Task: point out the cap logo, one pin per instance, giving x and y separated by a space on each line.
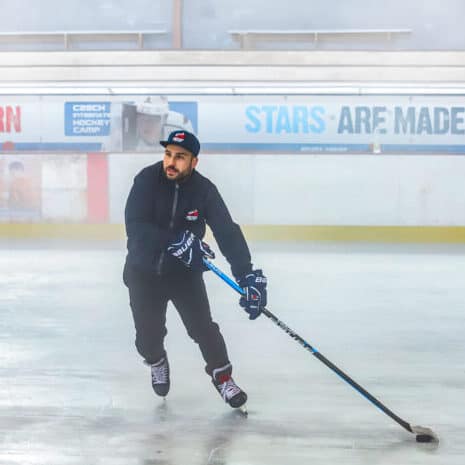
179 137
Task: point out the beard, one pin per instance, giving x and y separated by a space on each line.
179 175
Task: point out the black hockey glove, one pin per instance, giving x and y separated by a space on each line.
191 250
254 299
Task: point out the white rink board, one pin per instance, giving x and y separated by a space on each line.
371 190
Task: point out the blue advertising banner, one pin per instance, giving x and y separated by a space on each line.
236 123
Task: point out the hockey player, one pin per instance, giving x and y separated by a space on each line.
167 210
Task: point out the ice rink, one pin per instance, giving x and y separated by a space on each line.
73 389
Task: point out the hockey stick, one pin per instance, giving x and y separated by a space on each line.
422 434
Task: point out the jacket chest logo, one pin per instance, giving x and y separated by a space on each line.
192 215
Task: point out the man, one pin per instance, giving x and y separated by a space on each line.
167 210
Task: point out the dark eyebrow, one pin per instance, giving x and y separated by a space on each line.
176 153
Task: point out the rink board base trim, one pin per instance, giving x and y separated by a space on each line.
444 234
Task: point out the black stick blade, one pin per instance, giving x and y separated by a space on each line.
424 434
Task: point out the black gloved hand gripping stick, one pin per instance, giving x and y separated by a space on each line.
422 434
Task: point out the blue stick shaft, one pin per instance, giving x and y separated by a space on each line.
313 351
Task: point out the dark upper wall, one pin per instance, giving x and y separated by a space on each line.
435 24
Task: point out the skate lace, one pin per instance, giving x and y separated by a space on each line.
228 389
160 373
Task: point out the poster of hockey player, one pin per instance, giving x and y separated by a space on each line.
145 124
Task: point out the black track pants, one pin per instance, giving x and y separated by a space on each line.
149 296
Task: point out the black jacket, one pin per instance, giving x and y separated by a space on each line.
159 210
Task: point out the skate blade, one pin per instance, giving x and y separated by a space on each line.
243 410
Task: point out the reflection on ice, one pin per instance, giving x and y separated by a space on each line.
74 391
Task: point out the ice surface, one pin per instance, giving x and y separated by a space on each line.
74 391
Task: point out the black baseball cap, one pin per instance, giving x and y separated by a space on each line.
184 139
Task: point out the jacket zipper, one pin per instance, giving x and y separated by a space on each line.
...
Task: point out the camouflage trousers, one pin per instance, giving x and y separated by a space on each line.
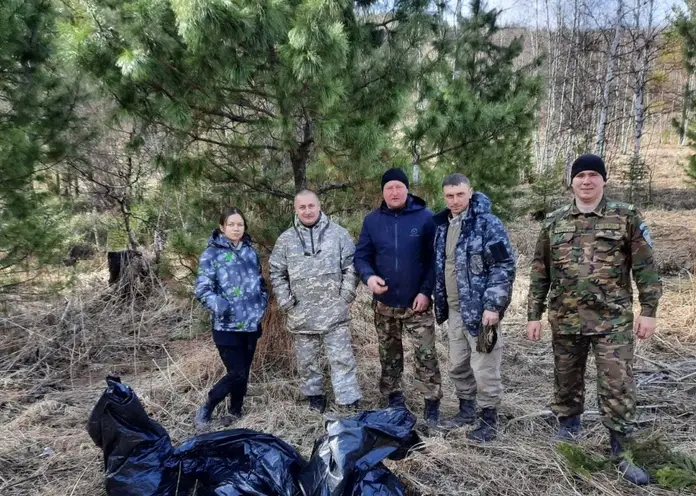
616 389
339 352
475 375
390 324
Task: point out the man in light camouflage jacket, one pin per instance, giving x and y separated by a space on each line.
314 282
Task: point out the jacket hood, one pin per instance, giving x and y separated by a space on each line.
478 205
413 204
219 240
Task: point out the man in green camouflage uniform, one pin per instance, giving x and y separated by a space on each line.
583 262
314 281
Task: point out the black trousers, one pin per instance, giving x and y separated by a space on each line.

What you are asked to do: Copy word for word the stretch of entries above from the line that has "Task: point out the reflection" through the line that has "Task: point out the jacket zipper, one", both ends included, and nothing outside it.

Response to the exercise:
Task: point out the reflection on ice, one pin per instance, giving x and y separated by a space on each line.
74 391
Task: point out the ice surface, one pin per instance, giving x and y separated by a space on each line.
74 391
Task: point out the black baseball cap, one pin per instance, giving x and y separated by a space on each line.
184 139
Task: point out the jacket zipper, one pin per instance, giving x and y separated by a space on each line.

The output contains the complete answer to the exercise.